Task details: Extract, verbatim, all lines starting at the one containing "Task: Indicate the metal barrier" and ending with the final line of the listing, and no others.

Exercise input:
- - -
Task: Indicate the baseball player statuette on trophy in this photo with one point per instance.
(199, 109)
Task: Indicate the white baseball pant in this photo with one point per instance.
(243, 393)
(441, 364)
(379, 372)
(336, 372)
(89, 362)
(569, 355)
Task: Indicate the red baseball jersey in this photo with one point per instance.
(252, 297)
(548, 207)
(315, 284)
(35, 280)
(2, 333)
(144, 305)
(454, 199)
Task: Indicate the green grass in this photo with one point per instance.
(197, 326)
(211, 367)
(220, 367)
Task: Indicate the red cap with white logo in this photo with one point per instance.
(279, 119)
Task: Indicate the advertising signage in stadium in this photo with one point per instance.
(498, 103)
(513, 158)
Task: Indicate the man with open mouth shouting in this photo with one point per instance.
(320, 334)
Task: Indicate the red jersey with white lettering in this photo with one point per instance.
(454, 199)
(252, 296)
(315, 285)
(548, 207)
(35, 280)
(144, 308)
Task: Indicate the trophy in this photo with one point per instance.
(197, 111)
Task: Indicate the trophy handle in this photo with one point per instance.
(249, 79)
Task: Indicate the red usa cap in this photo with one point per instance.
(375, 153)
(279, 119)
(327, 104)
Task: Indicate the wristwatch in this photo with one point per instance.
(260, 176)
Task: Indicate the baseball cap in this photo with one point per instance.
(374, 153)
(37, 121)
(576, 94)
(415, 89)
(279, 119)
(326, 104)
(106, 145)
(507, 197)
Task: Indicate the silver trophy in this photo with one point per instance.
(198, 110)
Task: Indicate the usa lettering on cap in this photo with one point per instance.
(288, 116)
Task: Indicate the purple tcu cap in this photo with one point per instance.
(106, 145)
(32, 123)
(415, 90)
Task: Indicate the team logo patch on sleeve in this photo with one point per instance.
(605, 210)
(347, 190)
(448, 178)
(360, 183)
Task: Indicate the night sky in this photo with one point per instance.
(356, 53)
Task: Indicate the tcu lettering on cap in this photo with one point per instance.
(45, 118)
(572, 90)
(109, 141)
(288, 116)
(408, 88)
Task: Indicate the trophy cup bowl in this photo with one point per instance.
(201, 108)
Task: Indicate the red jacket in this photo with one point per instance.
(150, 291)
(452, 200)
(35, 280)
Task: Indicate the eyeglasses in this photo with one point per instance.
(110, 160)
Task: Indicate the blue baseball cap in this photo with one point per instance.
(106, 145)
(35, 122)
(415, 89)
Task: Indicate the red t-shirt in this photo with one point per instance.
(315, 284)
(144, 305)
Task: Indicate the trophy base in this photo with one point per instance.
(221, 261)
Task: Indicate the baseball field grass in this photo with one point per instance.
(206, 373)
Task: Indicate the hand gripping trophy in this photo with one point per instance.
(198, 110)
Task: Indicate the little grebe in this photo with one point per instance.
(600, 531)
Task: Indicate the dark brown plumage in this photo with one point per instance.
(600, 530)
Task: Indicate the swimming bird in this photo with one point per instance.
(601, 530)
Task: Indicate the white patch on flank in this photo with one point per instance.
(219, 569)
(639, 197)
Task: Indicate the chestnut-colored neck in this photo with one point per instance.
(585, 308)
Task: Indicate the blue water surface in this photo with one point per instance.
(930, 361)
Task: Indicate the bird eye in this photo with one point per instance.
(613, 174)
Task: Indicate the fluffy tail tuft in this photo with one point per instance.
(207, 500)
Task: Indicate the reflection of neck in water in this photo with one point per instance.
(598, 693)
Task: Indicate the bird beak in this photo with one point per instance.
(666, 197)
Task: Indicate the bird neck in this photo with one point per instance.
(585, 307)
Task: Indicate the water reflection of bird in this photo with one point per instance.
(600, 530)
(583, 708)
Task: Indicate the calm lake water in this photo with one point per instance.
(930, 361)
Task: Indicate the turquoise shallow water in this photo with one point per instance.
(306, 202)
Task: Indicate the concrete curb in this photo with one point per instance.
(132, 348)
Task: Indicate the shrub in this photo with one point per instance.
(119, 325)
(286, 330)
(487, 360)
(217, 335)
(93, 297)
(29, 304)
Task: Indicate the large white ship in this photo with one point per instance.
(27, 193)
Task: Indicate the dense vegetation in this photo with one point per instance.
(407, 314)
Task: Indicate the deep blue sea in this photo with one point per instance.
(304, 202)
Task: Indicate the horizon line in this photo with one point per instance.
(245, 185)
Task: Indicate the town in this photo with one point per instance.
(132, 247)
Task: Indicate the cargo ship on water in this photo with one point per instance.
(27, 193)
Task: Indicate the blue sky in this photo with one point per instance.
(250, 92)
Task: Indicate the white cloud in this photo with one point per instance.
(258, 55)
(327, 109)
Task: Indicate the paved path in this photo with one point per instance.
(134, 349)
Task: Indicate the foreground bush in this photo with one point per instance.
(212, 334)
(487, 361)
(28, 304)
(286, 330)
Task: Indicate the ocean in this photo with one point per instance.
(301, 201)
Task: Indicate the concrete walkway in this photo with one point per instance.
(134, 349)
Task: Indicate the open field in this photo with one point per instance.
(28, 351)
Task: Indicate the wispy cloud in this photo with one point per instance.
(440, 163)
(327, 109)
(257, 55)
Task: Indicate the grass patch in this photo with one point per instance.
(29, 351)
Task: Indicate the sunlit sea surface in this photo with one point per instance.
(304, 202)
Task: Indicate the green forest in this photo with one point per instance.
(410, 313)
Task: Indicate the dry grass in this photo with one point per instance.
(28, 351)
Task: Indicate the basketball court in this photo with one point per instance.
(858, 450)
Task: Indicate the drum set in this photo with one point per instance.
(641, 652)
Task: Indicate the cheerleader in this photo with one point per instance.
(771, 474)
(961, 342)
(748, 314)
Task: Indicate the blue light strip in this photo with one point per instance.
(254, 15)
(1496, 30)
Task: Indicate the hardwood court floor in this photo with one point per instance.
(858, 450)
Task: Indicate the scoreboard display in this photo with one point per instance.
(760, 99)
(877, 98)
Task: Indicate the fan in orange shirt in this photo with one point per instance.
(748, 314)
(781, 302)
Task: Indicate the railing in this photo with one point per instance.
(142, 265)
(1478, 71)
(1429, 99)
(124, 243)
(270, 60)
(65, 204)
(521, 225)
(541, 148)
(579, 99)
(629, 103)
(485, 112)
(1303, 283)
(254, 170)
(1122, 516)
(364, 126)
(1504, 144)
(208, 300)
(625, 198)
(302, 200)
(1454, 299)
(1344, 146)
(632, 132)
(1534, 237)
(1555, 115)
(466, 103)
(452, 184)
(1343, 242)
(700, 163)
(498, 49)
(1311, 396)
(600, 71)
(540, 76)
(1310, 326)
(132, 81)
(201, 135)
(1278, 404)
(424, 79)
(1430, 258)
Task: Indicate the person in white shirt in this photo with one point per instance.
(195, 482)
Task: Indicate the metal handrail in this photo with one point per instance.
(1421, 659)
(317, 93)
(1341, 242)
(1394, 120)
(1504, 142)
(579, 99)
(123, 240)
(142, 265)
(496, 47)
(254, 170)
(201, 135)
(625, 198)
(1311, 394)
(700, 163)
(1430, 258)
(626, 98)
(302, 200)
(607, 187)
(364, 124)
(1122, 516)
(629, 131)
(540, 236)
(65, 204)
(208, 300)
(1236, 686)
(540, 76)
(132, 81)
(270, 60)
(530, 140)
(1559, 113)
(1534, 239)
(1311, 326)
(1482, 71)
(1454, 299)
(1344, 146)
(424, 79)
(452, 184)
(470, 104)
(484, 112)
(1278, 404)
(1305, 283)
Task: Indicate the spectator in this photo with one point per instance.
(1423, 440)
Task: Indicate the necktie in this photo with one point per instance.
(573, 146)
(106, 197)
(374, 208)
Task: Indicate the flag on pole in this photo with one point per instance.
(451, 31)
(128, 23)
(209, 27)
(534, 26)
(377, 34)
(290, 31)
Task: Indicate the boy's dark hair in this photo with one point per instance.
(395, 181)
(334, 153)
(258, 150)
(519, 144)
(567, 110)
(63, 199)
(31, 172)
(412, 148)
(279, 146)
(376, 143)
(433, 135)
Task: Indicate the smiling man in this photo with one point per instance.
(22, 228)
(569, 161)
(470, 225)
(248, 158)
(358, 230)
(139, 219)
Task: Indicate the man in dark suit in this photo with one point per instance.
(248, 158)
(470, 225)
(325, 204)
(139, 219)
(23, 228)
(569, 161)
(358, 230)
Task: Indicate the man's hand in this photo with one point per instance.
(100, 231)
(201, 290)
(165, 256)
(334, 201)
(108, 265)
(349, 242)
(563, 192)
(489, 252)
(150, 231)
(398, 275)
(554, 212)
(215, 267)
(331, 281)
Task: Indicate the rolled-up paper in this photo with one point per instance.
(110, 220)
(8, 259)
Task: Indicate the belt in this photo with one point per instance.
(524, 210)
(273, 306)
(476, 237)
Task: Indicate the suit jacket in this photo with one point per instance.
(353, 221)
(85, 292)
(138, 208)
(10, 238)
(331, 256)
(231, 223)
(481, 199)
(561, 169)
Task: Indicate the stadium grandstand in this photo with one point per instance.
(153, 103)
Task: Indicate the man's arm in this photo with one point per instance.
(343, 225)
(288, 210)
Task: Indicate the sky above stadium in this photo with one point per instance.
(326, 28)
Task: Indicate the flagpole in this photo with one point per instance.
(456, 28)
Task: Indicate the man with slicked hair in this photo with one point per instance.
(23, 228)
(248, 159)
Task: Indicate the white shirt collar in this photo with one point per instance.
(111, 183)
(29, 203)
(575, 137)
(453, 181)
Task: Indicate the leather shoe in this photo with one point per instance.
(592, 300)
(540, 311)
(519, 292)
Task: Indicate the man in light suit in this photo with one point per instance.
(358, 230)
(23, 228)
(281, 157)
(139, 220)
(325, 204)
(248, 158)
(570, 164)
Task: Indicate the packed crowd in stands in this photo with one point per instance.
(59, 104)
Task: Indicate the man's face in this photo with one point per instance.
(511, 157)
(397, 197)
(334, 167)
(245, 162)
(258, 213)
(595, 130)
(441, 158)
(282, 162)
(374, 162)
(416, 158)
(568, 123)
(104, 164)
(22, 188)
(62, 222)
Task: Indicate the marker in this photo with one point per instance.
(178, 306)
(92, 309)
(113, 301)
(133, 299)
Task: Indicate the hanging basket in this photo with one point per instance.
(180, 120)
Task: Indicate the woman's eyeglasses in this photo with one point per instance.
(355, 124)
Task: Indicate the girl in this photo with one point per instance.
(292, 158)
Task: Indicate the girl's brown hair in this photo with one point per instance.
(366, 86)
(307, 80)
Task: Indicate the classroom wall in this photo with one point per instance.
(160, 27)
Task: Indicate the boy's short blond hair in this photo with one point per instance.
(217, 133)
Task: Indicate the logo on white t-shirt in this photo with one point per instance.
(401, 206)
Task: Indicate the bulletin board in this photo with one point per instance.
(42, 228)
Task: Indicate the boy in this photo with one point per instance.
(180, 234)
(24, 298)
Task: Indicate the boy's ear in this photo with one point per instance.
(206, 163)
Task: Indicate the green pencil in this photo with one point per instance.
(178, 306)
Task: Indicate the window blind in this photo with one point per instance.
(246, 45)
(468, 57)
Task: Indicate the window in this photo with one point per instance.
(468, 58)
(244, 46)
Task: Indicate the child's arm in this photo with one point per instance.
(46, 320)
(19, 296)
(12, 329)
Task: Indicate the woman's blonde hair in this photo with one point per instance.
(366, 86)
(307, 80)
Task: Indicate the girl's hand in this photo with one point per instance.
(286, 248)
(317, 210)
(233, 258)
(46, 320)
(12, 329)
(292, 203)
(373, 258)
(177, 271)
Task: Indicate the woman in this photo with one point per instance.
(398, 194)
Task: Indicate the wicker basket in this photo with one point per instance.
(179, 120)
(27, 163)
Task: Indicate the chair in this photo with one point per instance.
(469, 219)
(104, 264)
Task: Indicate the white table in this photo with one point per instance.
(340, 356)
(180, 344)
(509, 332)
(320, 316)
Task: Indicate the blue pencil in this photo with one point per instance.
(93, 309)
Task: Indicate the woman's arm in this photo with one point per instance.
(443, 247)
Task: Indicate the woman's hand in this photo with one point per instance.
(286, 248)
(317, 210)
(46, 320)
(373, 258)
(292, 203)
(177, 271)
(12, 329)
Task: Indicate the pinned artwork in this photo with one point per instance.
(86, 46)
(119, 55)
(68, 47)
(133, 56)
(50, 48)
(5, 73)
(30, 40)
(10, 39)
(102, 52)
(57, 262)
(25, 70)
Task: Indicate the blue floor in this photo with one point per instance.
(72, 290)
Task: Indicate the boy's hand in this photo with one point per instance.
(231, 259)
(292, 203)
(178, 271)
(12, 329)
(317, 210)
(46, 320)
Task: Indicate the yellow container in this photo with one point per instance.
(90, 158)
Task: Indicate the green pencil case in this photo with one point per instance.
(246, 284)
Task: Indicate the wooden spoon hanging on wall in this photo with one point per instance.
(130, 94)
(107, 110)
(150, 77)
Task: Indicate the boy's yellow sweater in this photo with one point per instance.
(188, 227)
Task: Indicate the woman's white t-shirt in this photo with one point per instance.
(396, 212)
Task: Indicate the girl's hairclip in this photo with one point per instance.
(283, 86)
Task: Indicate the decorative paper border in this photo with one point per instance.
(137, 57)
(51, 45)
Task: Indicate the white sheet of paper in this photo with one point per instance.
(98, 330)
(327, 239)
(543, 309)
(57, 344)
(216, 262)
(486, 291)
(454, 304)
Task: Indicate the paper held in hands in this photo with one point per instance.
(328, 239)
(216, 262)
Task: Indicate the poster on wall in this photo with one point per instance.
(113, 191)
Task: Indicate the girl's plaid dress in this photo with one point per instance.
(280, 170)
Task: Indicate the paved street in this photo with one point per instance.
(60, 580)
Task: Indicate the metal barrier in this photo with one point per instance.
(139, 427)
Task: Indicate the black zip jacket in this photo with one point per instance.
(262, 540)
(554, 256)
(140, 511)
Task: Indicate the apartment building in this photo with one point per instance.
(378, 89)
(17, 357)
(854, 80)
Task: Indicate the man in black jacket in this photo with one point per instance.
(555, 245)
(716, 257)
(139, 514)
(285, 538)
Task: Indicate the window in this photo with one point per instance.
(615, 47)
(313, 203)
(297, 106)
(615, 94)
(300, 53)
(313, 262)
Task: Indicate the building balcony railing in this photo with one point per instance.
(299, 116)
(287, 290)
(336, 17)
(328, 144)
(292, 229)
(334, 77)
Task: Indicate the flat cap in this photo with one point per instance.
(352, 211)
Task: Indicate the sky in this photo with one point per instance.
- - -
Result of this task:
Task: Indicate the metal barrier in this photo with one point per instance.
(139, 427)
Task: Indicate the black zip jacket in this photo with one point per instance.
(262, 540)
(554, 256)
(140, 511)
Task: Indicate the apartment building in this photo with one point per instance.
(378, 89)
(17, 357)
(854, 80)
Task: Indicate the man in black jacket in this photo with one point per instance.
(555, 245)
(716, 257)
(139, 514)
(285, 538)
Task: Indicate the window in this photo with one point per instance.
(615, 47)
(313, 203)
(297, 106)
(615, 94)
(300, 53)
(313, 262)
Task: Indicate the building balcony railing in this photo with one point per instance.
(299, 116)
(287, 290)
(336, 17)
(328, 144)
(292, 229)
(334, 77)
Task: Indicate the flat cap in this photo with one point per instance.
(352, 211)
Task: Indicate the sky in this photo with one point per instance.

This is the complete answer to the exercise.